Written request 1:
In the court opinion on Act 396 below, why does the statute let the corporation deduct the tax from dividends on its stock? Answer in one to three sentences.

Turning to the merits, the basic purpose of Act 396 is to subject certain shares of stock to property taxation. To this end the president, secretary or principal accounting officer of each domestic life insurance company and of each bank or trust company is required to file with the assessor of the county where the company's principal office is situated a sworn statement setting forth certain specified information about the market value of the corporation's outstanding stock. The ensuing property tax is to be paid by the corporation, but the act declares that its purpose is to recognize the shares of stock as the property to be taxed. In harmony with this view the statute empowers the corporation to pass the tax on to its stockholders by deducting its amount from any dividend accruing on the stock. The act provides a criminal penalty for an officer's failure to file the required return and also directs that the corporate charter be forfeited.
Act 396 was evidently patterned after Act 262 of 1917. The earlier statute, however, was a comprehensive measure purporting to apply to the shareholders of all corporations. Section 1 of the 1917 act provided for the assessment of stock in domestic insurance companies, while Section 2 applied to stock in all other corporations, domestic and foreign. In two decisions of this court Section 2 was held unconstitutional, first as to foreign corporations and then as to domestic ones. State ex rel. Atty. Gen. v. Lion Oil Ref. Co., 171 Ark. 209, 284 S.W. 33; State ex rel. Atty. Gen. v. Williams-Echols Dry Goods Co., 176 Ark. 324, 183 Ark. 1150, 3 S.W.2d 340. Finally, in 1954, these cases were construed as having also invalidated Section 1 of the 1917 act. Mashburn v. Auto Finance Corp., 224 Ark. 45, 271 S.W.2d 621. At the next meeting of the legislature Act 396 of 1955 was adopted. Thus there is reason to think that the legislature enacted Act 396 as a substitute for Section 1 of the 1917 statute and by oversight failed to realize that the remainder of what had originally been a comprehensive statute had previously been held to be invalid.

Written request 2:
Return every line of the entries that contains the string "rule". Case counts.

Input:
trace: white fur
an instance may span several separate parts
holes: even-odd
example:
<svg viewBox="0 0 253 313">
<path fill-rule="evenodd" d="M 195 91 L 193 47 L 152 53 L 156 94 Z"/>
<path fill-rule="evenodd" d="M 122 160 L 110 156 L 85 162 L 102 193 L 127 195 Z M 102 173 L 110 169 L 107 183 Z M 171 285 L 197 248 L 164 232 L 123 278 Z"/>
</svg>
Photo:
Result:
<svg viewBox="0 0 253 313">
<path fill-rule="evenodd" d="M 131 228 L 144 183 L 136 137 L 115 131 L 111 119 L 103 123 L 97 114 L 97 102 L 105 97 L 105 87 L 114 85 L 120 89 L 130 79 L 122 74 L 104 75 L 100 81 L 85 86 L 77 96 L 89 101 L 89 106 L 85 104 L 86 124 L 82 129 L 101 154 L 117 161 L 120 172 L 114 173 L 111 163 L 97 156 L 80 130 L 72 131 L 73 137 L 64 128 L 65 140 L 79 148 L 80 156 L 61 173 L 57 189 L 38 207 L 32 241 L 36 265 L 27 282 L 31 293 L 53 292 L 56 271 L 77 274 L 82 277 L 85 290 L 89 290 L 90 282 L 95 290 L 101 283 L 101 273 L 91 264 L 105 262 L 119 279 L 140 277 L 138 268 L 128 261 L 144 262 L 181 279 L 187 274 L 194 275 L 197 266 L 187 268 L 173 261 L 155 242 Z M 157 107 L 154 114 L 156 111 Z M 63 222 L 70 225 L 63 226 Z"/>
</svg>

Correct response 1:
The act declares that its purpose is to treat the shares of stock as the property being taxed, even though the corporation pays the tax. In keeping with that view, the corporation may pass the tax on to its stockholders by deducting the amount from any dividend accruing on the stock.

Correct response 2:
<path fill-rule="evenodd" d="M 195 91 L 193 47 L 152 53 L 156 94 Z"/>
<path fill-rule="evenodd" d="M 122 160 L 110 156 L 85 162 L 102 193 L 127 195 Z M 102 173 L 110 169 L 107 183 Z M 171 285 L 197 248 L 164 232 L 123 278 Z"/>
<path fill-rule="evenodd" d="M 131 228 L 144 183 L 136 137 L 115 131 L 111 119 L 103 123 L 97 114 L 97 102 L 105 97 L 105 87 L 114 85 L 120 89 L 130 79 L 122 74 L 104 75 L 100 81 L 85 86 L 77 96 L 89 101 L 89 106 L 85 104 L 86 124 L 82 129 L 101 154 L 117 161 L 120 172 L 114 173 L 111 163 L 97 156 L 80 130 L 72 131 L 73 137 L 64 128 L 65 140 L 79 148 L 80 156 L 61 173 L 57 189 L 38 207 L 32 241 L 36 265 L 27 282 L 31 293 L 53 292 L 56 271 L 77 274 L 82 277 L 85 290 L 89 290 L 90 282 L 95 290 L 101 283 L 101 273 L 91 264 L 105 262 L 119 279 L 140 277 L 138 268 L 128 261 L 144 262 L 181 279 L 187 274 L 194 275 L 197 266 L 187 268 L 173 261 L 155 242 Z M 157 107 L 154 114 L 156 111 Z M 63 222 L 70 225 L 63 226 Z"/>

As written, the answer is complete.